= THE RECORDS =
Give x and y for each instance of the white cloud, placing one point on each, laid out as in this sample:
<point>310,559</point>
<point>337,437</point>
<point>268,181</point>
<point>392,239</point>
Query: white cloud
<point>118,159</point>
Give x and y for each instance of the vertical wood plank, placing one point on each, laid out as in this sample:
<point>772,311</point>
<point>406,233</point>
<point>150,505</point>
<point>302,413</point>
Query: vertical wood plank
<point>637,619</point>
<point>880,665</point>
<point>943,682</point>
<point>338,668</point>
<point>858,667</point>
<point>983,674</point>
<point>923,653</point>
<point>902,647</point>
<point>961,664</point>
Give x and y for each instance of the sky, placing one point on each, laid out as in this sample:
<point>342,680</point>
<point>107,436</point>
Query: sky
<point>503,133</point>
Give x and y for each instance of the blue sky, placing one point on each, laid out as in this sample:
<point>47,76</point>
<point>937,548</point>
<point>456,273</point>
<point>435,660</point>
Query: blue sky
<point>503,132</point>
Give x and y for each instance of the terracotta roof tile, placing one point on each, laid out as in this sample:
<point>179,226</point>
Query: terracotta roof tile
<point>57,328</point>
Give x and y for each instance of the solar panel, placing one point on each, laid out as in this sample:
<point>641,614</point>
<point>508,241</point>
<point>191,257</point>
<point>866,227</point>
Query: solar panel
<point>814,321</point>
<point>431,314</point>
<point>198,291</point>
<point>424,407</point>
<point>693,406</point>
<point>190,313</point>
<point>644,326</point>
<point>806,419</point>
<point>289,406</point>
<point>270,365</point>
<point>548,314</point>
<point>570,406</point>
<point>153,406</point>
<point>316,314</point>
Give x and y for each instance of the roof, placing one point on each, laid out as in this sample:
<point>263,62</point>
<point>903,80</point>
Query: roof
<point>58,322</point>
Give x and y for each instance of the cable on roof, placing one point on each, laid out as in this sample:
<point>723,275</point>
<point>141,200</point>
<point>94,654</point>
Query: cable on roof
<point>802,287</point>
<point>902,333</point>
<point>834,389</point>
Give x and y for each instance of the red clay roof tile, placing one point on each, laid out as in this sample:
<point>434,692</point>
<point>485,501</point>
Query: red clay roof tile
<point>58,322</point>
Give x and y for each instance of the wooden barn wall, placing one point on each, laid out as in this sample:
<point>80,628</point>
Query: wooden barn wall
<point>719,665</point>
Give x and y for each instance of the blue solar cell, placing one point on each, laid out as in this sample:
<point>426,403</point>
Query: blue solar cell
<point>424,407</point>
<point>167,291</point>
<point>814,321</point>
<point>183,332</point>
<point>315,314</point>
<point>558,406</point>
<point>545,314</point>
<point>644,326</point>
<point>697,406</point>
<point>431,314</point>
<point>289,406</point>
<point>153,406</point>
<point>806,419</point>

* * *

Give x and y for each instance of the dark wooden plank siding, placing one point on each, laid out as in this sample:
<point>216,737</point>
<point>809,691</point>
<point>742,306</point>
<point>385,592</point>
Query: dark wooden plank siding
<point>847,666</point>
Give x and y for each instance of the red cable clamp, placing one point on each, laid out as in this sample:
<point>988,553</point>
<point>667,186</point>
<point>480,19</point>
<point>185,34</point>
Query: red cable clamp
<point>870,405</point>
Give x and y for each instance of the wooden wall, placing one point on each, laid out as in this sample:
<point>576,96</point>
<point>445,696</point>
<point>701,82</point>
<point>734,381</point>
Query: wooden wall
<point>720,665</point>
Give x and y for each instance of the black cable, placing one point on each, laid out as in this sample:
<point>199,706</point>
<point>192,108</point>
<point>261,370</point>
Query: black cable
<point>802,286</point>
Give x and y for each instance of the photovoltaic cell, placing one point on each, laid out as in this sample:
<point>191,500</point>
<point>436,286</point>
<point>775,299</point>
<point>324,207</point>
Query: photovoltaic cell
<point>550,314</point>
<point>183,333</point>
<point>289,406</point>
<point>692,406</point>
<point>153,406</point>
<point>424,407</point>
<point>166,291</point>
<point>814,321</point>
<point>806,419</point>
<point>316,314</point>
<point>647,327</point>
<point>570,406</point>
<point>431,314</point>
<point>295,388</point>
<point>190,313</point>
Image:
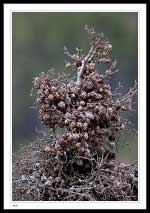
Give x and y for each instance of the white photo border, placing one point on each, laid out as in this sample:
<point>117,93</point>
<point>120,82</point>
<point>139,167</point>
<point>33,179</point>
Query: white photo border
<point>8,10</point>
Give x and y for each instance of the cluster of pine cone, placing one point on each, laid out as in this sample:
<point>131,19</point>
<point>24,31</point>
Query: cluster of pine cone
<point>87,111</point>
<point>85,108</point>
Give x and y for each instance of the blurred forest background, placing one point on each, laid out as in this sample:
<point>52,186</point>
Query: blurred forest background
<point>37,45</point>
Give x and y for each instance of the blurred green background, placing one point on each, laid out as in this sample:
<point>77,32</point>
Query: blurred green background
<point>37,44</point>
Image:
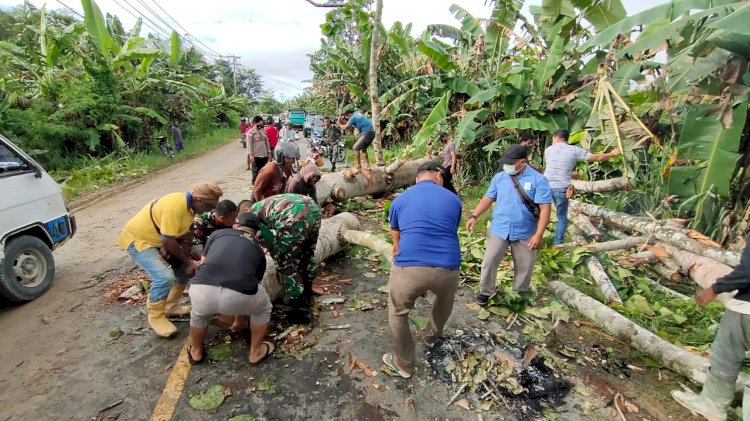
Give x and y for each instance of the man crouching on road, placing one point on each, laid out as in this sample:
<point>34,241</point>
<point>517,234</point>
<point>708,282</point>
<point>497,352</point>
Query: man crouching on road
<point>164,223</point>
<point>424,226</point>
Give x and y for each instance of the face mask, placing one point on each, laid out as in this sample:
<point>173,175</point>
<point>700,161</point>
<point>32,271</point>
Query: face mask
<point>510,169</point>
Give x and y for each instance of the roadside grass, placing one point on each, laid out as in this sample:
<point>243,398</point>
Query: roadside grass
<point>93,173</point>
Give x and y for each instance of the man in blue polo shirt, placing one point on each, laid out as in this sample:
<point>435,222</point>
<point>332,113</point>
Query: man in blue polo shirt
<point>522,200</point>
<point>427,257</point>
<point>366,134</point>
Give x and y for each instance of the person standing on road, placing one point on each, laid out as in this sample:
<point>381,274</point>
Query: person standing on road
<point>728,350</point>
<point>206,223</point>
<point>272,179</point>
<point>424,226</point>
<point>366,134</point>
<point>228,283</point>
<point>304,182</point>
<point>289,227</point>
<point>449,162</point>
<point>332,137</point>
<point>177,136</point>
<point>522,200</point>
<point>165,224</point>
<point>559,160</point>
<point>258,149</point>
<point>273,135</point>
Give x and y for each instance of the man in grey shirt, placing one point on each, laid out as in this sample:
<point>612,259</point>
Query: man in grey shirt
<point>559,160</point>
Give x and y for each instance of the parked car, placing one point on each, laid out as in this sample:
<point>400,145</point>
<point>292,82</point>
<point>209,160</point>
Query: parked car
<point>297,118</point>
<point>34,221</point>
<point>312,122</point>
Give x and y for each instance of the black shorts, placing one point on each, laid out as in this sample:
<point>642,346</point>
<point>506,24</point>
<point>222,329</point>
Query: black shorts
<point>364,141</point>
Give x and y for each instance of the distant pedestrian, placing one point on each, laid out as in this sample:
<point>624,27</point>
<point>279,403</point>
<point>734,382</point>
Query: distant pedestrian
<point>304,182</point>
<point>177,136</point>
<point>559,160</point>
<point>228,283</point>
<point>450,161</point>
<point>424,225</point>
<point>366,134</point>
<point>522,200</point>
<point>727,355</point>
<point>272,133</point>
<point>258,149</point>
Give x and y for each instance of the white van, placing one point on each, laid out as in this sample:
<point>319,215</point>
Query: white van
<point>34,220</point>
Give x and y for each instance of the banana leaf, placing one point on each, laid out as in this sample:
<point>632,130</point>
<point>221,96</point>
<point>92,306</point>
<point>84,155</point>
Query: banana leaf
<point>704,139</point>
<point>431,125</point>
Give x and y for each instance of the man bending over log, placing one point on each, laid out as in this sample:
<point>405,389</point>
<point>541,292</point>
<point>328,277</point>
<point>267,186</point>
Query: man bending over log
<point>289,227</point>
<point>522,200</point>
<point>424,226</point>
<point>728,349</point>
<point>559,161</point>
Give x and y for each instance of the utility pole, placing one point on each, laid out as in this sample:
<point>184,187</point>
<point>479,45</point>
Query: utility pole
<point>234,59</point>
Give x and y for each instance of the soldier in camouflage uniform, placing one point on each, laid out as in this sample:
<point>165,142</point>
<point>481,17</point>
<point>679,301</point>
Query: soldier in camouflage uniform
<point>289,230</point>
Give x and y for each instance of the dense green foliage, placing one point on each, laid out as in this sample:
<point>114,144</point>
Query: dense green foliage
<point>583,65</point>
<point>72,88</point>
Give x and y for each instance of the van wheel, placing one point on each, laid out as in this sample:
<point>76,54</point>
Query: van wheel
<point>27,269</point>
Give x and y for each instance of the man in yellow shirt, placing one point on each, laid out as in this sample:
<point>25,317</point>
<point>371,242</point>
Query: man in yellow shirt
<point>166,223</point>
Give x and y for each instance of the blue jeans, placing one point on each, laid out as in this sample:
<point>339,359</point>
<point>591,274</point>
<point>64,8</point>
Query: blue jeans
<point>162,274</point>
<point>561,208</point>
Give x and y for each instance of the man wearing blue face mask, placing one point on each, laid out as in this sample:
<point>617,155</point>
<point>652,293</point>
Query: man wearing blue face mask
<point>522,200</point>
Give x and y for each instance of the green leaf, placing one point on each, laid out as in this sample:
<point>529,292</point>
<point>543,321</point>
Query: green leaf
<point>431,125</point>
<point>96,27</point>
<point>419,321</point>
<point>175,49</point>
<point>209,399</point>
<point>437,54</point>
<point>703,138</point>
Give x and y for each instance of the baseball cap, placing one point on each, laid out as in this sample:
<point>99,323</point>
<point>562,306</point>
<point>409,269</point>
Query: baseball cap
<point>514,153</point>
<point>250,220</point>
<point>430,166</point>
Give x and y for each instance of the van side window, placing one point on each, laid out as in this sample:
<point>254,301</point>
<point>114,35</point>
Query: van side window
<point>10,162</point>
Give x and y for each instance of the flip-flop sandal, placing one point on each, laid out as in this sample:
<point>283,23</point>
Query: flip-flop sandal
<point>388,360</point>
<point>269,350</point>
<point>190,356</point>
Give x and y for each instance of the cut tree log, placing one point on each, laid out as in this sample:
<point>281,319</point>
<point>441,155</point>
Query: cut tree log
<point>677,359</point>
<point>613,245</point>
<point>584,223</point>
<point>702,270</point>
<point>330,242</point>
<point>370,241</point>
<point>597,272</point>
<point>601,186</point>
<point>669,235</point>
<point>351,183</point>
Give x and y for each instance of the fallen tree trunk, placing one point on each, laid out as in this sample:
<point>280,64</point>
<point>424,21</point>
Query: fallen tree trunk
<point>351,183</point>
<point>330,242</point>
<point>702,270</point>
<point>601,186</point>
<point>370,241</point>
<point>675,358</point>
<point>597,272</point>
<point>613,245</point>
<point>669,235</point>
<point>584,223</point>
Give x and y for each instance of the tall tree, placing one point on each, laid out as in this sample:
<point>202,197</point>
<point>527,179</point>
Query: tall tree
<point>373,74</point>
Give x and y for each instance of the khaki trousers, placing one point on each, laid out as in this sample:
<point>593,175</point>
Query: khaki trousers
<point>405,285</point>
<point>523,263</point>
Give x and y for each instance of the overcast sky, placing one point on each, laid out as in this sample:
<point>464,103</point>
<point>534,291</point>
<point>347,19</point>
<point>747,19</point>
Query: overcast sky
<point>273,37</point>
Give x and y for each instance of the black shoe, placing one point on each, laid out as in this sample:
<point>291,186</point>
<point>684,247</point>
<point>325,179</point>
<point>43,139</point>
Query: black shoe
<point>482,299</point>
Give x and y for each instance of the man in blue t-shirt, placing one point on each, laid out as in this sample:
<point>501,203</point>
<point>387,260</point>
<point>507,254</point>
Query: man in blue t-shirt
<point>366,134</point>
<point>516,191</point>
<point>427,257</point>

= PROBLEM =
What you return must be the lines above that run from the line with "<point>25,317</point>" to the line with "<point>652,293</point>", inclusive, each copied exactly.

= RESPONSE TO THE EXERCISE =
<point>25,317</point>
<point>371,242</point>
Query: man in yellow shirt
<point>166,223</point>
Give x and y for each instance of the blue jeans, placing one point on each, laid out as in this sample:
<point>339,359</point>
<point>591,274</point>
<point>64,8</point>
Query: blue jeans
<point>162,274</point>
<point>561,208</point>
Give x and y for each instance of the man wearing blue face mask, placing one point on each, laid out as in this sample:
<point>617,155</point>
<point>652,293</point>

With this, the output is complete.